### PROVIDED INFORMATION
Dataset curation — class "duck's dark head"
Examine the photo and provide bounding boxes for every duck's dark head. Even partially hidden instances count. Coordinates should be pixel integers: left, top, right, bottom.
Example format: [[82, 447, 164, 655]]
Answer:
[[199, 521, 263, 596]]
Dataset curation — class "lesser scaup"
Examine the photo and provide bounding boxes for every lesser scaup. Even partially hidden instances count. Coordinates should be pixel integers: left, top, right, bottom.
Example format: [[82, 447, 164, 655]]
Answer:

### INSTRUCTIONS FOR THE TASK
Reproduce all the lines above word for word, adding nothing and leaving nothing out.

### EXERCISE RESPONSE
Dataset curation — class "duck's dark head"
Examine the photo and provide bounding boxes for every duck's dark head. Even partially hidden instances count. Coordinates should be pixel integers: left, top, right, bottom.
Example format: [[82, 447, 164, 655]]
Answer:
[[199, 521, 263, 596]]
Dataset curation — class "lesser scaup"
Examine the photo and provide bounding boxes for every lesser scaup. Even partially hidden instances count. Coordinates should be pixel integers: left, top, right, bottom.
Example format: [[82, 447, 164, 655]]
Answer:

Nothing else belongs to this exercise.